**Source material**
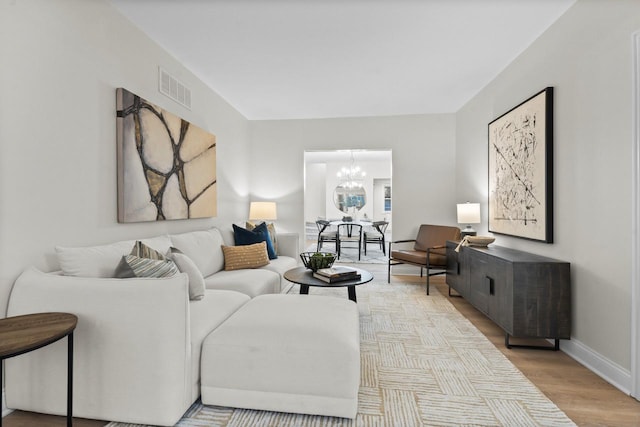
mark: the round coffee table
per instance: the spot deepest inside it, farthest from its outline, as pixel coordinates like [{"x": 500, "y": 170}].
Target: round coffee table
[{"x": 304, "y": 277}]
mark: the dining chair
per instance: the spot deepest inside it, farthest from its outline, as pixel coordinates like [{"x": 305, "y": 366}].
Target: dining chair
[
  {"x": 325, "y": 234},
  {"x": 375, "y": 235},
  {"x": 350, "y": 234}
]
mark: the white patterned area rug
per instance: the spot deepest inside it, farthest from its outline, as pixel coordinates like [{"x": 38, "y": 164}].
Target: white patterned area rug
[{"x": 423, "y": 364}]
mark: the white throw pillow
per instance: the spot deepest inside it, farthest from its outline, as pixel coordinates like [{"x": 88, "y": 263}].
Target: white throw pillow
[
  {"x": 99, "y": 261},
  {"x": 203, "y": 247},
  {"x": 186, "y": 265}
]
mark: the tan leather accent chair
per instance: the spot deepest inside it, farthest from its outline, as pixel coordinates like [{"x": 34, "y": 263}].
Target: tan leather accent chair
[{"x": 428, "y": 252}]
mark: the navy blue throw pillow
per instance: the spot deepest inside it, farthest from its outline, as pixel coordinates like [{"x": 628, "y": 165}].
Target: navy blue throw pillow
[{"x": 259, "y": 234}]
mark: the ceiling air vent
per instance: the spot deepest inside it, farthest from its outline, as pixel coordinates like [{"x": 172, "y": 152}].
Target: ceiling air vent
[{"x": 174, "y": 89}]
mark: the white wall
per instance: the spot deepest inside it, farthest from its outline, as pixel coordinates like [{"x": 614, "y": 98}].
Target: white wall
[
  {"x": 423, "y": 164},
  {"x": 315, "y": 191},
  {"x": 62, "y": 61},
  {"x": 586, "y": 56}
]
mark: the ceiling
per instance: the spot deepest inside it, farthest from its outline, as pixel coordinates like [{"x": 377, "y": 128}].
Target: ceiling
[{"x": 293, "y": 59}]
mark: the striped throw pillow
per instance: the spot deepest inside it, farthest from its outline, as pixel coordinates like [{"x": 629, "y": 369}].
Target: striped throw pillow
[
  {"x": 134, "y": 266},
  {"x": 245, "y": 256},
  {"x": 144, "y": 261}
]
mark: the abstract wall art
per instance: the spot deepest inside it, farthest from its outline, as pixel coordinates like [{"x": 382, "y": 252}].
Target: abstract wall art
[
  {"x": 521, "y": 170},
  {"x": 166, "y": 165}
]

--

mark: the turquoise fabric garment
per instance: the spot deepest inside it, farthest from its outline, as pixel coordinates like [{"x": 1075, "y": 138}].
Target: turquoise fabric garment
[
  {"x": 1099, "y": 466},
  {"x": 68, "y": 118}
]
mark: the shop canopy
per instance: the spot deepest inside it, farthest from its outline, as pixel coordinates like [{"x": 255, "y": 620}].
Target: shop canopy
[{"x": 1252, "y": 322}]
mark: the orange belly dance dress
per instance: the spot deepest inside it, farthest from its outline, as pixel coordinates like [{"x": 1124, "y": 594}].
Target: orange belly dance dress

...

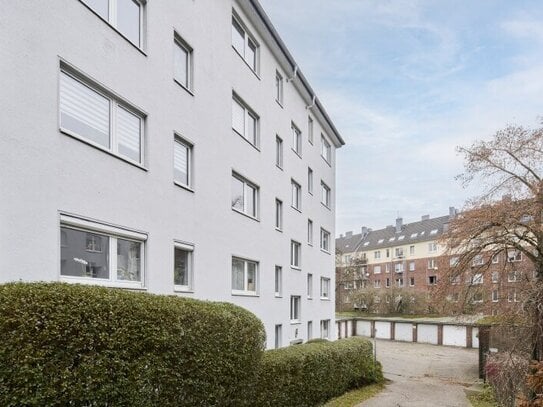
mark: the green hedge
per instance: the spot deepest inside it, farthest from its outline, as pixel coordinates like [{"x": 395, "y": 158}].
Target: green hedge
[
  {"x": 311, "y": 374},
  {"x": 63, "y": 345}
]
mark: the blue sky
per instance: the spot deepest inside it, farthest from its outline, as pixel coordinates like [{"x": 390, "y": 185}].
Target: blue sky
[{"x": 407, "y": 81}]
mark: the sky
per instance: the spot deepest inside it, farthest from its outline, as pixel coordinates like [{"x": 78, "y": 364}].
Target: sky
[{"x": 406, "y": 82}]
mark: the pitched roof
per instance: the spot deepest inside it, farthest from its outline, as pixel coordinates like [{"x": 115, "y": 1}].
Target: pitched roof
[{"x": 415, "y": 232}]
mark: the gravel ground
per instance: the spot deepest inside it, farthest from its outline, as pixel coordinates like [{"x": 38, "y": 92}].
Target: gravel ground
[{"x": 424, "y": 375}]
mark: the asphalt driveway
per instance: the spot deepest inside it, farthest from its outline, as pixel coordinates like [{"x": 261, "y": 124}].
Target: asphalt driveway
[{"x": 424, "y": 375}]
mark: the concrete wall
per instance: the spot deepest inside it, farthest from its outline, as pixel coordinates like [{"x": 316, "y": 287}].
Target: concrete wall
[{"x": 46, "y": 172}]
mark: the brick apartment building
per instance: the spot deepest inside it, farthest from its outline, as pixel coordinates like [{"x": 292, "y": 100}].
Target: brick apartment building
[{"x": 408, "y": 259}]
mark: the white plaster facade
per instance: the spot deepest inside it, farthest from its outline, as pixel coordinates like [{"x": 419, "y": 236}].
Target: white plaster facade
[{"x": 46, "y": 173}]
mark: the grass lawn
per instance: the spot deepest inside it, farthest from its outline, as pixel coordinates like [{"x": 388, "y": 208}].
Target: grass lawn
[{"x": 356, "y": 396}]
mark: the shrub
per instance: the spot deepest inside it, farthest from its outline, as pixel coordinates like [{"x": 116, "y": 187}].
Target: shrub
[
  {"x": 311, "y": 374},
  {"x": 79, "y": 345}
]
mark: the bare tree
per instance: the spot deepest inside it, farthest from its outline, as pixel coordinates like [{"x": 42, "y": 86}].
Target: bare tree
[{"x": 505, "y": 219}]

**Requirement**
Extract all lines from the material above that include the word "orange".

**Expected answer**
mark: the orange belly dance dress
Target: orange belly dance dress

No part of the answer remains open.